TASK PROMPT
Write the records out again, precisely as they stand.

** GIVEN RECORDS follows **

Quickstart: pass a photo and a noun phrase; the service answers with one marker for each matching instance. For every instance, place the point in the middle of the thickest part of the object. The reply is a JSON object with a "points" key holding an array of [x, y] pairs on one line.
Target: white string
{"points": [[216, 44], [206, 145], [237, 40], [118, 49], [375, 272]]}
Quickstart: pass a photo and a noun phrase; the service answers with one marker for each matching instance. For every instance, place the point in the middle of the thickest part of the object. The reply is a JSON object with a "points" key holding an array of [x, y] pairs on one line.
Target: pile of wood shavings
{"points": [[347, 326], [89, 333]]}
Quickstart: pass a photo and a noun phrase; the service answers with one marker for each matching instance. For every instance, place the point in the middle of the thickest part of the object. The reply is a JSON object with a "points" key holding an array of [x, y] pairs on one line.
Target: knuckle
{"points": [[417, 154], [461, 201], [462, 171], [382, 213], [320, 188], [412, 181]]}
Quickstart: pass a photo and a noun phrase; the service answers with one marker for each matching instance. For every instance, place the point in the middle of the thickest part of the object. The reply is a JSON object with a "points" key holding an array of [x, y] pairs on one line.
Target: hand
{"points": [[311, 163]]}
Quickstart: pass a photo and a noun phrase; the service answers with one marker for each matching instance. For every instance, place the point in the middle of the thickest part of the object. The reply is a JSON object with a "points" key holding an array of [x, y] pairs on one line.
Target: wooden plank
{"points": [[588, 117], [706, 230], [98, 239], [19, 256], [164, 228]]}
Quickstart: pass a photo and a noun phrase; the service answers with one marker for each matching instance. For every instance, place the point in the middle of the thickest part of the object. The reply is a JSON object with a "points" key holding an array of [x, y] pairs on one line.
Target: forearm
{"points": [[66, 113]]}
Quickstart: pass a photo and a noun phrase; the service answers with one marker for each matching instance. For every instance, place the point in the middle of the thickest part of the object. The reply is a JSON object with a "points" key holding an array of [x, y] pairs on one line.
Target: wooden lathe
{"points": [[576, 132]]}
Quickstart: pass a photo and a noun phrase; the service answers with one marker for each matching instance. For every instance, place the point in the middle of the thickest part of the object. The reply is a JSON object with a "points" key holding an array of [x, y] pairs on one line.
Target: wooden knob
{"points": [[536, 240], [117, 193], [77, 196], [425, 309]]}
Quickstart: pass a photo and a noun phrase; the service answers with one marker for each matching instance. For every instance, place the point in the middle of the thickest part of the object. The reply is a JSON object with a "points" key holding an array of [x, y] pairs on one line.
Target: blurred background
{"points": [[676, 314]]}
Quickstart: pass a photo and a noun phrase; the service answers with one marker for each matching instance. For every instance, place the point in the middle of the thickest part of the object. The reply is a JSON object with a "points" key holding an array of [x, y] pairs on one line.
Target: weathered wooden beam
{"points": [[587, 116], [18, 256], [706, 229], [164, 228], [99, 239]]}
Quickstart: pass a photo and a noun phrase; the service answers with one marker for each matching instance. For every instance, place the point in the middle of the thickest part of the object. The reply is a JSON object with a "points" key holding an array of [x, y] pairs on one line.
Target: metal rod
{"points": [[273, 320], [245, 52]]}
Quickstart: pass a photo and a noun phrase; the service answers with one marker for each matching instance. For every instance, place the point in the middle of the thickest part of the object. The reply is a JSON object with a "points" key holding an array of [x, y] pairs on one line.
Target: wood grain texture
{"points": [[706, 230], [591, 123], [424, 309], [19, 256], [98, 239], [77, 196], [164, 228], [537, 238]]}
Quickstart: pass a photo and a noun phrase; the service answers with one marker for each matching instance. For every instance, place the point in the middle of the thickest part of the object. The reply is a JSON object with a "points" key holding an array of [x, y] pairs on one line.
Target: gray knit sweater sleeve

** End of GIVEN RECORDS **

YOUR SOLUTION
Quickstart: pass a photo and a noun phrase; the service answers with one marker for each matching instance. For every instance, place the point in the middle of the thickest part of the object. The reply is a JSON object with a "points" key holding an array of [x, y] pairs on one line.
Target: white string
{"points": [[216, 44], [206, 145], [237, 40], [118, 49], [375, 272]]}
Quickstart: pass a photo and a noun phrase; the service answers with one marker for each matching instance. For every instance, place the point in the middle of the thickest part of the object. The reply is a JSON object with a "points" key holding an array of [x, y] pairs on one line.
Target: pile of wood shavings
{"points": [[347, 326], [89, 333]]}
Quickstart: pass a photo and a noun phrase; the service answers with one marker for each matching instance. For every instance, place the point in the middle of the thickest part of the object. The reply is a JSON object with a "points" key holding an array of [x, y] pairs on one line.
Target: knuckle
{"points": [[417, 154], [461, 201], [462, 171], [382, 213], [320, 188], [412, 181]]}
Quickstart: pass a photo and a noun phrase; the service answers with one marker for each matching instance. For every instance, place the point in the middle of the thickest part of the object. The reply is a JSON object with a "points" key holding an array of [x, y] pairs on one line.
Target: hand
{"points": [[311, 163]]}
Quickstart: pass a photo and a noun phrase; the service answers with one marker for each matching instance. For every instance, place the point in the middle of the thickest part of the object. The reply is a JSON object with a "points" key holding an array of [x, y] pairs on one line.
Target: wooden plank
{"points": [[588, 117], [706, 230], [98, 239], [19, 256], [164, 228]]}
Quickstart: pass a photo and a noun phrase; the service answers with one marker for each matching instance. For every instance, place the point in the middle of the thickest part of the object. The reply is a JSON object with a "points" key holding an array of [x, y] pairs on one line.
Target: forearm
{"points": [[66, 113]]}
Quickstart: pass a photo and a noun phrase; the service answers with one marker for each matching instance. For every instance, place the point in the middle of the thickest part of the object. The reply is a JSON object with a "points" key holding an array of [x, y] pairs on one line.
Target: wooden lathe
{"points": [[576, 132]]}
Quickstart: pass a photo and a noun phrase; the service answers with one marker for each matching instance. For every instance, place the point in the middle of the thickest part of the object. The reply is a JSON object with a "points" key holding an array of [x, y] pairs on one line.
Target: wooden knob
{"points": [[536, 240], [117, 193], [77, 196], [425, 309]]}
Quickstart: pass a photo and a noun phrase; the service answers with one marker for each matching instance. For every instance, place the point in the middle of the thickest part of the object. The reply is a JSON object with a "points" key holding an array of [x, y] pairs on one line.
Target: blurred background
{"points": [[676, 314]]}
Quickstart: pass a photo and a noun phrase; the service answers with one marker for each matching instance. For every instance, place the point in the middle of the thickest part of the object. The reply is a JSON object with a "points" key holding an array of [x, y] pairs on one line.
Target: weathered wooden beam
{"points": [[587, 116], [18, 256], [706, 229], [164, 228], [99, 239]]}
Quickstart: pass a photo and a noun phrase; the service answers with one marker for each matching instance. For every instance, place the point in the middle of the thickest part of the object. The reply is a JSON object with a "points" key holding an array of [x, y] pairs on one line.
Target: metal rod
{"points": [[273, 320], [245, 52]]}
Quickstart: pass a photo and a noun phrase; the service answers with one marker for each matching instance. For every instance, place the point in the middle of the thickest part of the object. The reply is a JSON object with a "points" key holding an array of [x, y] pairs on one line.
Target: wood grain texture
{"points": [[706, 230], [591, 123], [424, 309], [19, 256], [98, 239], [77, 196], [164, 228], [537, 238]]}
Quickstart: pass a photo and a noun phrase; the service answers with one marker for each matching instance. For every instance, place the point in the middle of the thickest part of the object. The reply is a JSON object with a "points" key holding an array of [x, y] pairs on one line.
Target: gray knit sweater sleeve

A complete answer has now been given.